** START **

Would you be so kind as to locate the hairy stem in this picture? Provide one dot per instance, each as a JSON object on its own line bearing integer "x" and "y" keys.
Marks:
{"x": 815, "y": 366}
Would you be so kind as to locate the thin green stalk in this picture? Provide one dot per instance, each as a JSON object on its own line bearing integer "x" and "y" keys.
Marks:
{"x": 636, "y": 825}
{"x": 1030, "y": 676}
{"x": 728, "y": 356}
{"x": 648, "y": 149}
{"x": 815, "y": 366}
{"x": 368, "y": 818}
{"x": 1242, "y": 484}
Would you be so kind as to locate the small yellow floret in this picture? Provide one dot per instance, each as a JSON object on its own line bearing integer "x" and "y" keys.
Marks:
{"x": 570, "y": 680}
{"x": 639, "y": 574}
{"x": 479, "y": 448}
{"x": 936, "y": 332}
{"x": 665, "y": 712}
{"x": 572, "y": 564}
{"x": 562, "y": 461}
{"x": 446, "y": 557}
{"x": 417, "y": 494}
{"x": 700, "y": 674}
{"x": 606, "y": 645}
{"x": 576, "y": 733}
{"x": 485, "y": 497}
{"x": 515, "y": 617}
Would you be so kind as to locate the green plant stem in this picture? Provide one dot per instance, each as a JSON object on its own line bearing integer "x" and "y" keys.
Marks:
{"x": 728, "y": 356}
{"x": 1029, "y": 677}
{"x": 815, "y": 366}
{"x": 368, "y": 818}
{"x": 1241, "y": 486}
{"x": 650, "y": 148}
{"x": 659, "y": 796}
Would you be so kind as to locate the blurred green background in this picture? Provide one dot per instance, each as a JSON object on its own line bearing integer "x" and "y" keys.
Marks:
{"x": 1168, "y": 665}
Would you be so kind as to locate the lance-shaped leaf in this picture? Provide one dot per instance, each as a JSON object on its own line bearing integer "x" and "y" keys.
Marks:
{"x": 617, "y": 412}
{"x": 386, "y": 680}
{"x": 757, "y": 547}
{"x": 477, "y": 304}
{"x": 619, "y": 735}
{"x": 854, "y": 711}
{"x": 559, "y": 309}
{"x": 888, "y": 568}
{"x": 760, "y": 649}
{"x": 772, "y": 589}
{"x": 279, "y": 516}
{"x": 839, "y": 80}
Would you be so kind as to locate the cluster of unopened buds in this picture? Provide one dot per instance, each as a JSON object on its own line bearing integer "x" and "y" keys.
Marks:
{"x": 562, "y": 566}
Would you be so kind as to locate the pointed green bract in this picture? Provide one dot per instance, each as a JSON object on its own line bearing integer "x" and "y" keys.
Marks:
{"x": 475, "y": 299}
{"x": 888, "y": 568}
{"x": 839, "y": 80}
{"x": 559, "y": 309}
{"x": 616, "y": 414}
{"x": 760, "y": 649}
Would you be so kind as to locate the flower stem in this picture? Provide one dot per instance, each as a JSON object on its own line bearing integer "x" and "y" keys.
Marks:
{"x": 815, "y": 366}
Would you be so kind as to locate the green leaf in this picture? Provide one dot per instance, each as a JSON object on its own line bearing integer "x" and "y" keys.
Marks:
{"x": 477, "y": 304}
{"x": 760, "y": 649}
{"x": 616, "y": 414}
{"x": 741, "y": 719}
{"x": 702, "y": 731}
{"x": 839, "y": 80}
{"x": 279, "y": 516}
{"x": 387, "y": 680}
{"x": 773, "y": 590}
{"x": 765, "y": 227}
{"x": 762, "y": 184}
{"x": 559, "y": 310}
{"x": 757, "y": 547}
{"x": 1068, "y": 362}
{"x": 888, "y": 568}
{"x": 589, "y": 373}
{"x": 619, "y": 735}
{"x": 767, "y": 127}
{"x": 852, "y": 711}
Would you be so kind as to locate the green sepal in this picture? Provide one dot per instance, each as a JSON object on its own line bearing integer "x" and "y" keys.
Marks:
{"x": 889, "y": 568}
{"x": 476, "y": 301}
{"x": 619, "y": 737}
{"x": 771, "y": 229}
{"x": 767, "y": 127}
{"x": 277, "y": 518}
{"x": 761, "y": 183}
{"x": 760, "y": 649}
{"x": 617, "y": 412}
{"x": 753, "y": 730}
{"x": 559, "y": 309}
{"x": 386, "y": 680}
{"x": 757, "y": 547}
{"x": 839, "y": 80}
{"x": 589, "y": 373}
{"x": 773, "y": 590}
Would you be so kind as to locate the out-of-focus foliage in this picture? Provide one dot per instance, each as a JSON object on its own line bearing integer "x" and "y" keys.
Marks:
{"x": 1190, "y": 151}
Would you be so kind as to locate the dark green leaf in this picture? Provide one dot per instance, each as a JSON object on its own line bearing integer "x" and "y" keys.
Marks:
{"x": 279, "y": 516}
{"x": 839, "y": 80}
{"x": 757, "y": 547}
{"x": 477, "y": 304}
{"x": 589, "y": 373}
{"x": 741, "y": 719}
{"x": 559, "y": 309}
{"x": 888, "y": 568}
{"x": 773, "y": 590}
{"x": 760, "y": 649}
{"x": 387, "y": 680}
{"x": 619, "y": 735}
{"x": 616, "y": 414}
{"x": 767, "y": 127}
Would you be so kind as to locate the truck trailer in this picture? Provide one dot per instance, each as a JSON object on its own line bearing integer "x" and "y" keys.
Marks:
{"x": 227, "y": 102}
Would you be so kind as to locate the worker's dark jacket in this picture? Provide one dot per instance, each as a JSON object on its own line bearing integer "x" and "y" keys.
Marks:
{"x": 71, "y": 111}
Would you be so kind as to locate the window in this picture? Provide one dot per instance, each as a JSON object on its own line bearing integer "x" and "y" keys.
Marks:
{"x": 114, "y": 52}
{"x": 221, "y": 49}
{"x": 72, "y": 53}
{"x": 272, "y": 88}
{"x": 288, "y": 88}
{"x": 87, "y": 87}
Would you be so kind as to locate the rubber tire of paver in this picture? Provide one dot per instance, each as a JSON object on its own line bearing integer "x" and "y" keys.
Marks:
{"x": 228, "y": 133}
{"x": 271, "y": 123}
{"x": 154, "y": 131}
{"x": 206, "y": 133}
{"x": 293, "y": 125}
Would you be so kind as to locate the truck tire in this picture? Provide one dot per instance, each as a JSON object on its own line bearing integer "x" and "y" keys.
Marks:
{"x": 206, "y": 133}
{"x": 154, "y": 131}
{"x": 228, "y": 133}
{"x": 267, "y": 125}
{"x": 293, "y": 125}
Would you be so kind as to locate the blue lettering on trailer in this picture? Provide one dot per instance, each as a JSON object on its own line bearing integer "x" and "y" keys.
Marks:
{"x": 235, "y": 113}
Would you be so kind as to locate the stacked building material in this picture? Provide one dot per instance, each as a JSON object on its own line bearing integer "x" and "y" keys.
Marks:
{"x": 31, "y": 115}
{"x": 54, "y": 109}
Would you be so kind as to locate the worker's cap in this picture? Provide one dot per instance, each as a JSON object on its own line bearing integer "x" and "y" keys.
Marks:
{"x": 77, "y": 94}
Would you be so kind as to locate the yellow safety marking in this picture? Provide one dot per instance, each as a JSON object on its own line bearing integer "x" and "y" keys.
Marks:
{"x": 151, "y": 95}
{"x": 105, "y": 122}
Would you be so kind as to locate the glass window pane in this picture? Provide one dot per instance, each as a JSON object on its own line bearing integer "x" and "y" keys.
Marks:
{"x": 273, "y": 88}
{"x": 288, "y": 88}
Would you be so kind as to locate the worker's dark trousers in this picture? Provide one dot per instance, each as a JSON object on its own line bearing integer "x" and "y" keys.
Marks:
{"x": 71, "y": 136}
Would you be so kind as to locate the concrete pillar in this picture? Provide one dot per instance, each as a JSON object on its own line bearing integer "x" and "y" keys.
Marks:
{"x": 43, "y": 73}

** END **

Copy all of the data above word for word, with no changes.

Would you be so kind as to locate the hairy stem in this picture? Provide one dot per instance, each as a JSON object on its own line bearing integer "x" and "y" keys.
Marks:
{"x": 815, "y": 366}
Would you be so kind as to locate the thin green stalk in this picture? Provide one dot per instance, each as a JSON object on its own line bearing integer "x" and "y" keys.
Marks:
{"x": 636, "y": 825}
{"x": 1030, "y": 676}
{"x": 728, "y": 356}
{"x": 648, "y": 149}
{"x": 815, "y": 366}
{"x": 368, "y": 818}
{"x": 1242, "y": 484}
Would you be so kind as to locate the small yellow floret in this picture? Provide one dot per instance, each as a JSON object on its own line bearing integer "x" and "y" keys.
Marks:
{"x": 570, "y": 680}
{"x": 639, "y": 574}
{"x": 479, "y": 448}
{"x": 936, "y": 332}
{"x": 665, "y": 712}
{"x": 572, "y": 564}
{"x": 562, "y": 461}
{"x": 446, "y": 557}
{"x": 417, "y": 494}
{"x": 700, "y": 674}
{"x": 606, "y": 645}
{"x": 576, "y": 733}
{"x": 485, "y": 497}
{"x": 515, "y": 617}
Would you be so kind as to locate the green plant stem in this picture? Provide one dot per instance, each as a JSON object on its own line bearing integer "x" and "y" keys.
Marks:
{"x": 728, "y": 356}
{"x": 1029, "y": 677}
{"x": 815, "y": 366}
{"x": 368, "y": 818}
{"x": 1241, "y": 486}
{"x": 650, "y": 148}
{"x": 659, "y": 796}
Would you be so kind as to locate the blurred green background in this picture? Provide one dot per instance, each as a JSON object on its own line bearing integer "x" and "y" keys.
Marks:
{"x": 1168, "y": 665}
Would you be so kind as to locate the lance-shaped leaf in this picture? Provide one dot per instance, each as a JSON object on its own line bearing integer "x" and "y" keys.
Marks:
{"x": 617, "y": 412}
{"x": 386, "y": 680}
{"x": 757, "y": 547}
{"x": 477, "y": 304}
{"x": 619, "y": 735}
{"x": 854, "y": 711}
{"x": 559, "y": 309}
{"x": 888, "y": 568}
{"x": 760, "y": 649}
{"x": 772, "y": 589}
{"x": 279, "y": 516}
{"x": 839, "y": 80}
Would you be so kind as to locate the cluster of unopened buds in this picture? Provide one dot per instance, each as a JSON object on its own line bearing integer "x" and "y" keys.
Marks:
{"x": 562, "y": 566}
Would you be so kind as to locate the pointed green bract in this picture? Provide one dot per instance, each as a JSON object on its own line bearing integer "x" and "y" keys.
Marks:
{"x": 475, "y": 299}
{"x": 888, "y": 568}
{"x": 839, "y": 80}
{"x": 559, "y": 309}
{"x": 616, "y": 414}
{"x": 760, "y": 649}
Would you be so kind as to locate the flower stem in this picture? Provide one dot per instance, each as a JSON object on its own line bearing integer "x" and "y" keys.
Marks:
{"x": 815, "y": 366}
Would you be so kind as to locate the green leaf in this picture? Provide one dot per instance, each as a JSON object on its own line bearing integer "x" and "y" keys.
Marks:
{"x": 477, "y": 304}
{"x": 760, "y": 649}
{"x": 616, "y": 414}
{"x": 741, "y": 719}
{"x": 702, "y": 731}
{"x": 839, "y": 80}
{"x": 279, "y": 516}
{"x": 387, "y": 680}
{"x": 773, "y": 590}
{"x": 765, "y": 227}
{"x": 762, "y": 184}
{"x": 559, "y": 310}
{"x": 757, "y": 547}
{"x": 1068, "y": 362}
{"x": 888, "y": 568}
{"x": 589, "y": 373}
{"x": 619, "y": 735}
{"x": 767, "y": 127}
{"x": 852, "y": 711}
Would you be so kind as to locate the green sepal in this picture? Provide one dot per instance, each as a JSON object on its own line bearing integer "x" and "y" keys.
Marks:
{"x": 889, "y": 568}
{"x": 476, "y": 301}
{"x": 619, "y": 737}
{"x": 771, "y": 229}
{"x": 767, "y": 127}
{"x": 277, "y": 518}
{"x": 761, "y": 183}
{"x": 760, "y": 649}
{"x": 617, "y": 412}
{"x": 753, "y": 730}
{"x": 559, "y": 309}
{"x": 386, "y": 680}
{"x": 757, "y": 547}
{"x": 839, "y": 80}
{"x": 589, "y": 373}
{"x": 773, "y": 590}
Would you be so kind as to locate the out-of-focus foliage in this picture? Provide one dot per instance, each as a JSON object on its own line bearing integer "x" and "y" keys.
Marks:
{"x": 1190, "y": 151}
Would you be so kind as to locate the dark green leaf in this picture? Provide one dot per instance, each as a JSON object on its own line bearing integer "x" and "y" keys.
Marks:
{"x": 279, "y": 516}
{"x": 839, "y": 80}
{"x": 757, "y": 547}
{"x": 477, "y": 304}
{"x": 589, "y": 373}
{"x": 741, "y": 719}
{"x": 559, "y": 309}
{"x": 888, "y": 568}
{"x": 773, "y": 590}
{"x": 760, "y": 649}
{"x": 387, "y": 680}
{"x": 619, "y": 735}
{"x": 616, "y": 414}
{"x": 767, "y": 127}
Would you be so kind as to locate the truck trailer in this picture? Provide one dot per instance, each as a JSON object on its own line bearing integer "x" and "y" keys.
Marks:
{"x": 227, "y": 102}
Would you be so kind as to locate the worker's dark jacket in this picture? Provide one dot per instance, each as a JSON object on its own line bearing integer "x" and "y" keys.
Marks:
{"x": 71, "y": 111}
Would you be so kind as to locate the window in this picture? Provide one dot per instance, each as a JSON object on its own line bearing integer "x" and "y" keys.
Marks:
{"x": 114, "y": 52}
{"x": 221, "y": 49}
{"x": 72, "y": 53}
{"x": 272, "y": 88}
{"x": 288, "y": 88}
{"x": 87, "y": 87}
Would you be so kind as to locate the rubber tire of paver in this picture? Provide one dot per instance, each as a JSON object on its own line bearing integer "x" and "y" keys.
Marks:
{"x": 228, "y": 133}
{"x": 271, "y": 123}
{"x": 154, "y": 131}
{"x": 206, "y": 133}
{"x": 293, "y": 125}
Would you be so kind as to locate the truck tire in this picture? Provide one dot per instance, each as a JSON object on its own line bearing integer "x" and "y" keys.
Marks:
{"x": 206, "y": 133}
{"x": 154, "y": 131}
{"x": 228, "y": 133}
{"x": 267, "y": 125}
{"x": 293, "y": 125}
Would you be so kind as to locate the blue lettering on trailer in this picture? Provide one dot per instance, each as a JSON object on its own line bearing integer "x" and "y" keys.
Marks:
{"x": 235, "y": 113}
Would you be so kind as to locate the stacked building material in this picture? Provide one dot per instance, each as a JSON object on its own line bearing integer "x" and "y" keys.
Marks:
{"x": 31, "y": 115}
{"x": 54, "y": 109}
Would you be so kind as to locate the worker's cap in this picture? Provide one dot per instance, each as a JSON object on its own line bearing integer "x" and "y" keys.
Marks:
{"x": 77, "y": 94}
Would you be so kind as to locate the yellow safety marking in this picture? Provide one dot per instance, each as a JSON object on its own line bearing integer "x" and "y" keys.
Marks:
{"x": 151, "y": 95}
{"x": 105, "y": 122}
Would you be so kind as to locate the glass window pane in this picture? Provide one dot per instance, each as a JSON object on its own line bearing integer "x" and "y" keys.
Marks:
{"x": 273, "y": 88}
{"x": 288, "y": 88}
Would you be so kind as to locate the worker's dark trousers in this picture? Provide one dot per instance, each as a JSON object on its own line bearing integer "x" and "y" keys.
Marks:
{"x": 71, "y": 136}
Would you be so kind as to locate the concrete pillar in this picture? Provide one dot per instance, each as a JSON object on its own line bearing integer "x" and "y" keys.
Marks:
{"x": 43, "y": 73}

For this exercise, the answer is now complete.